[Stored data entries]
..........

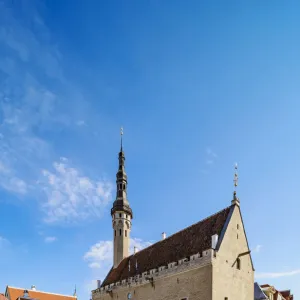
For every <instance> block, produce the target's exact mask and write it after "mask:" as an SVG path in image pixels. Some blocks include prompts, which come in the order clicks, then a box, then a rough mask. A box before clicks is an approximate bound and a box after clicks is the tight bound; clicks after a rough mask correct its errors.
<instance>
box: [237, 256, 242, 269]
mask: <svg viewBox="0 0 300 300" xmlns="http://www.w3.org/2000/svg"><path fill="white" fill-rule="evenodd" d="M236 268H237V269H238V270H240V269H241V260H240V259H239V258H238V259H237V260H236Z"/></svg>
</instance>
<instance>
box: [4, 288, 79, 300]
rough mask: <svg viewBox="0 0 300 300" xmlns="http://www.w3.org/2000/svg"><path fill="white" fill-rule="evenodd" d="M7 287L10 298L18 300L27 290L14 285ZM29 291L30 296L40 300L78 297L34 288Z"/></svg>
mask: <svg viewBox="0 0 300 300" xmlns="http://www.w3.org/2000/svg"><path fill="white" fill-rule="evenodd" d="M6 289H7V290H6V291H7V293H8V295H9V300H16V299H18V298H19V297H23V295H24V290H26V289H22V288H16V287H12V286H7V288H6ZM27 291H28V295H29V297H30V298H34V299H38V300H76V299H77V297H75V296H66V295H61V294H52V293H47V292H42V291H32V290H27Z"/></svg>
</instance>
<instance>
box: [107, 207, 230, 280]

..........

[Required work] What is needed is an exact copy of the line containing "box: [4, 288, 79, 300]" and each line after it, through the final line of the entries above.

[Response area]
box: [4, 288, 79, 300]
rough mask: <svg viewBox="0 0 300 300" xmlns="http://www.w3.org/2000/svg"><path fill="white" fill-rule="evenodd" d="M7 287L10 298L18 300L27 290L14 285ZM29 291L30 296L40 300L78 297L34 288Z"/></svg>
mask: <svg viewBox="0 0 300 300" xmlns="http://www.w3.org/2000/svg"><path fill="white" fill-rule="evenodd" d="M6 289H7V290H6V291H7V293H8V295H9V300H16V299H18V298H19V297H23V295H24V290H26V289H22V288H16V287H12V286H7V288H6ZM27 291H28V295H29V297H30V298H34V299H38V300H76V299H77V297H75V296H66V295H61V294H52V293H47V292H42V291H32V290H27Z"/></svg>
</instance>
<instance>
box: [107, 207, 230, 280]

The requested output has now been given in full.